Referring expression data
# # # #

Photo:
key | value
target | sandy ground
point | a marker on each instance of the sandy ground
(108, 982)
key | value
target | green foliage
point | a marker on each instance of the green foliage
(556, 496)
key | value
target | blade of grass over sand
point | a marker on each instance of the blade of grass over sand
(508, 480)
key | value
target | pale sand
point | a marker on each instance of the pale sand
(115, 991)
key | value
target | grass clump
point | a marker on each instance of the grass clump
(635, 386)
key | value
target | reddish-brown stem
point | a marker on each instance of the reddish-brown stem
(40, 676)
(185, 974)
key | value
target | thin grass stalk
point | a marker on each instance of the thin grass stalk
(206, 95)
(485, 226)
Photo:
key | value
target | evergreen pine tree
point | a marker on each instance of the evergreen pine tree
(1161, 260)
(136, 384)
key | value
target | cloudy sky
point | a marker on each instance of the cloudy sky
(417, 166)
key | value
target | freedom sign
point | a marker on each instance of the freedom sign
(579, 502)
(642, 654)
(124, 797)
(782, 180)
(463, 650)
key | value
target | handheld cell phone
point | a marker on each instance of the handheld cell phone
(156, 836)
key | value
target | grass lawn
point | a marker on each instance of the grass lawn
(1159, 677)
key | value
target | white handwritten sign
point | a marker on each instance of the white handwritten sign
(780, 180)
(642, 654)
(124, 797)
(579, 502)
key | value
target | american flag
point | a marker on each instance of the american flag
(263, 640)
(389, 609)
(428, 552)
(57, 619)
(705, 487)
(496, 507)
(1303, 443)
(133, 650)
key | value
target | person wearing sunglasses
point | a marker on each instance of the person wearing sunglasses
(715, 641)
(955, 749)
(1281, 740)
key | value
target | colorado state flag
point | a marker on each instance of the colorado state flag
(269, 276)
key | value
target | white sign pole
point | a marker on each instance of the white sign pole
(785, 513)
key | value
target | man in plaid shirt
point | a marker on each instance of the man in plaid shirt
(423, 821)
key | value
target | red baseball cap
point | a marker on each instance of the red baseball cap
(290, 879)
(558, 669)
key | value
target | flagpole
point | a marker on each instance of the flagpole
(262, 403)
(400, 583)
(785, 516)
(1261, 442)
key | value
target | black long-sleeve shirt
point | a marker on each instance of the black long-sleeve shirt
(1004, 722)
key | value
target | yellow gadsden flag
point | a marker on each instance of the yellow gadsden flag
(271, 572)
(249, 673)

# # # #

→ **Problem description**
When the line with "target | green foliage" is reached in the data above, start copying there, and copy each line exactly until the line with "target | black long-sleeve shirt" has been copied; copy nothing else.

→ **Response to this exercise**
target | green foliage
point | a marker on each instance of the green foliage
(556, 496)
key | value
target | blade of grass over sand
point | a marker on each instance of the blade of grass over sand
(508, 480)
key | value
target | pale sand
point | a marker on each instance of the pale sand
(115, 991)
key | value
target | grass clump
point | a marker on each instance of the grass clump
(635, 386)
key | value
target | reddish-brown stem
point | a marker on each instance of the reddish-brown stem
(40, 676)
(185, 974)
key | value
target | thin grass stalk
point | a marker on each instance of the thin grass stalk
(206, 95)
(485, 226)
Photo:
key | value
target | evergreen pine tree
point | a marker on each instance of the evergreen pine tree
(1161, 260)
(136, 384)
key | value
target | cloudy sky
point | a marker on each instance of the cloudy sky
(417, 166)
key | value
target | freedom sign
point | a marker on each instance of the freedom sign
(579, 502)
(642, 654)
(124, 797)
(782, 180)
(463, 650)
key | value
target | handheld cell phone
point | a marker on each instance of the handheld cell phone
(156, 836)
key | value
target | grass lawn
point | a marker on each instance of the grass lawn
(1159, 677)
key | value
target | white handwritten sign
point | a marker on each instance of the white handwritten sign
(780, 180)
(642, 654)
(124, 797)
(579, 502)
key | value
target | american flag
point | a marker on each instance of the american flag
(263, 640)
(389, 609)
(428, 552)
(57, 619)
(705, 487)
(496, 507)
(1303, 443)
(133, 650)
key | value
target | person wearing sunglasses
point | a marker on each instance of the person wearing sunglasses
(715, 641)
(955, 749)
(1281, 740)
key | value
target | colorado state flag
point | a marker on each instance of the colorado state flag
(269, 276)
key | value
target | white sign pole
point | a marker on each instance of the white sign pole
(785, 513)
key | value
target | man in plaid shirt
point | a marker on each instance of the man in plaid shirt
(423, 821)
key | value
target | red baseball cap
point | a marker on each instance of the red baseball cap
(290, 879)
(558, 669)
key | value
target | flagpole
point | a marker on each instance of the flagpole
(262, 403)
(400, 583)
(785, 516)
(1261, 442)
key | value
target | black long-sleeve shirt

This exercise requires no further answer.